Below are records; transcribe each one exactly.

#### Information shown
• • • • •

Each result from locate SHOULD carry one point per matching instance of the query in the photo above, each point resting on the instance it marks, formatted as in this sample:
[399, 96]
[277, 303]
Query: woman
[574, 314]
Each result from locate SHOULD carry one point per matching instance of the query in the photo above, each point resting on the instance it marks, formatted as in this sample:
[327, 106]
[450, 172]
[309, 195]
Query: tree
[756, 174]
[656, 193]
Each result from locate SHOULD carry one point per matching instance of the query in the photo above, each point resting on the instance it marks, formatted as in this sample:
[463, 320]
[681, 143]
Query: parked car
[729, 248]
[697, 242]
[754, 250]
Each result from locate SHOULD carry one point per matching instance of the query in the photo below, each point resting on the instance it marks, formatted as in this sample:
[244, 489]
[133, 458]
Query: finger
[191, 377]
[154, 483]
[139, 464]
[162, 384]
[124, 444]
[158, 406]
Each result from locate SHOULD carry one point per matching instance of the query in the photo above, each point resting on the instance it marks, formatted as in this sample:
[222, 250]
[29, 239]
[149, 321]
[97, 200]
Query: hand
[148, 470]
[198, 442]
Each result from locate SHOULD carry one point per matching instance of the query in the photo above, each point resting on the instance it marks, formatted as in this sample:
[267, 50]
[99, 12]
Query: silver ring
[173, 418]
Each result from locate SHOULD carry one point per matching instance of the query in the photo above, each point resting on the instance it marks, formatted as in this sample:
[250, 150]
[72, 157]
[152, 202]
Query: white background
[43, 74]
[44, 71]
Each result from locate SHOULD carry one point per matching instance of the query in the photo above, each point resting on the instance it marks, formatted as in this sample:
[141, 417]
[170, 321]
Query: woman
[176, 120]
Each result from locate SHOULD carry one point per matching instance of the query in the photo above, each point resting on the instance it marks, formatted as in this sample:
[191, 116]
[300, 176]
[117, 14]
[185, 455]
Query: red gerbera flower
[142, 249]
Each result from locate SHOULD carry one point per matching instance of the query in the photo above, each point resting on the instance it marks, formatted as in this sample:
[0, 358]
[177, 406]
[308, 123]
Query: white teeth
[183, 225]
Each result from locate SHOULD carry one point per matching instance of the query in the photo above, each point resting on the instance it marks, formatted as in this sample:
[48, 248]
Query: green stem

• • • • •

#### Output below
Each result from locate SHOULD carry one point per matching instance of the query in the photo above, each point resting on the instance it marks, formatted as in this sample:
[399, 96]
[277, 303]
Query: woman
[574, 314]
Each result from locate SHOULD carry one point per matching instance of the query in the photo above, each point resting on the instance it marks, formatted as in this sample:
[327, 106]
[450, 172]
[309, 195]
Query: tree
[756, 174]
[656, 193]
Each result from locate SHOULD carry one point per matching instance of the query in the photo above, each point resting on the instance it marks, formatted as in this sample:
[463, 320]
[681, 143]
Query: parked car
[729, 248]
[697, 242]
[754, 250]
Each result from locate SHOULD carry one point per matching instance of the query in the photo below, each point resting on the instance it marks, formatted as in this sample:
[244, 489]
[133, 458]
Query: finger
[191, 377]
[154, 483]
[139, 464]
[162, 384]
[124, 444]
[158, 406]
Each result from locate SHOULD carry one point per matching instance of the query in the photo above, each point resting on the instance it marks, formatted as in this sample:
[222, 250]
[29, 239]
[149, 321]
[97, 200]
Query: hand
[148, 470]
[198, 442]
Each result from locate SHOULD carry one point per matching instance of the query in the photo above, each point resting on the instance it marks, formatted as in this sample:
[267, 50]
[99, 12]
Query: silver ring
[173, 418]
Each result from locate SHOULD carry one point per matching instance of the query in the photo above, each point resting on the instance it marks, formatted as in this sample:
[250, 150]
[72, 157]
[152, 202]
Query: white background
[43, 74]
[44, 71]
Each result from locate SHOULD carry one point per matching instance of the query in the photo above, each point resting on the instance it marks, formatted as in this sample:
[141, 417]
[170, 321]
Query: woman
[176, 120]
Each result from locate SHOULD carry one point per matching instance of the query in the photo above, each point resting on the instance it marks, formatted as in this sample:
[191, 116]
[300, 176]
[117, 14]
[185, 455]
Query: red gerbera flower
[142, 249]
Each result from locate SHOULD carry one point per matching instance of the query in the photo above, each point resting on the instance it marks, formatted as in this sample:
[0, 358]
[177, 406]
[308, 123]
Query: white teeth
[183, 225]
Each result from locate SHOULD carry one point per matching instance of the query in the photo above, each point resting on the instance it marks, formatted as in this sample:
[48, 248]
Query: green stem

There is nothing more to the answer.